** START PROVIDED DATA **
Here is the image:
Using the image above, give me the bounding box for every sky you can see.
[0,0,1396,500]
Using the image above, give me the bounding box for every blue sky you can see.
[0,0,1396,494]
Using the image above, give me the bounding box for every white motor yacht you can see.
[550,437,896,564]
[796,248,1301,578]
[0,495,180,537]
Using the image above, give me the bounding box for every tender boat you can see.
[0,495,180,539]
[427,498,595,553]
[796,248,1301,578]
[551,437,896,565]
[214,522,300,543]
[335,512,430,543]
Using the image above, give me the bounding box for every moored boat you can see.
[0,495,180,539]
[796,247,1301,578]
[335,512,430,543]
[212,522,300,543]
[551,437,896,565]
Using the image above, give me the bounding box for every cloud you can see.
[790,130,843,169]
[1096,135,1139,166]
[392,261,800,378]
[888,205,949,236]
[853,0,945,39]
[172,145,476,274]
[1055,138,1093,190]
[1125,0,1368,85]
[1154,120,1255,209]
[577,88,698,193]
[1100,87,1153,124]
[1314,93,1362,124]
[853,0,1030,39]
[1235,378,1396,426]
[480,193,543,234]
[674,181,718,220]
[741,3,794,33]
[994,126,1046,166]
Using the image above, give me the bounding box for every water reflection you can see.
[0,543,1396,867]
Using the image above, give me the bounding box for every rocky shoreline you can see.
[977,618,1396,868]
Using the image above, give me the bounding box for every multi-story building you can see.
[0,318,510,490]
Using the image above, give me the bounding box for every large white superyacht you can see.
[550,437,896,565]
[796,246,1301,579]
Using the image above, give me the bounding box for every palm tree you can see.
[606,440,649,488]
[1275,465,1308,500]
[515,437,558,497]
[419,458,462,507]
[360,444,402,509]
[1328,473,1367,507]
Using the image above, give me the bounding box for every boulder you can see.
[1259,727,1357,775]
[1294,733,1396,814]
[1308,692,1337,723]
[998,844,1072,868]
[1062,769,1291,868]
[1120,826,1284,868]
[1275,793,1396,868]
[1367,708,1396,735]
** END PROVIDED DATA **
[SET TASK] Can you quote the records above word for word, from the line containing "cloud you can see." through the last line of the records?

[WORKED ANSWER]
Using the image above, give me the bounding box for every cloud you can see.
[790,130,843,169]
[1096,135,1139,166]
[392,261,800,378]
[888,205,949,236]
[853,0,945,39]
[172,145,476,274]
[1055,138,1093,190]
[1125,0,1368,85]
[1154,120,1255,209]
[577,88,698,193]
[1100,87,1153,124]
[1314,93,1362,124]
[853,0,1030,39]
[1235,378,1396,426]
[480,193,543,234]
[674,181,718,220]
[741,3,794,33]
[994,126,1046,166]
Using the image above, give me the bounding box for every water reflection you can see.
[0,543,1396,867]
Using the image above, give me the bounding box for every rocky shoreline you can see.
[977,618,1396,868]
Using the image above, give me the bounding box for every multi-story building you can see.
[0,318,510,490]
Using the image above, give me the bounding box for every large white superyacht you can see.
[550,437,896,565]
[796,246,1301,579]
Using the image above, give me the bounding box for every palm tree you can see.
[606,440,649,488]
[1275,465,1308,500]
[515,437,558,497]
[419,458,462,507]
[360,444,402,509]
[1328,473,1367,507]
Using the image above, give me the bounding box for every boulder you can see.
[1259,727,1357,775]
[1294,733,1396,814]
[1308,692,1337,723]
[998,844,1072,868]
[1062,769,1291,868]
[1120,826,1284,868]
[1275,793,1396,868]
[1367,708,1396,735]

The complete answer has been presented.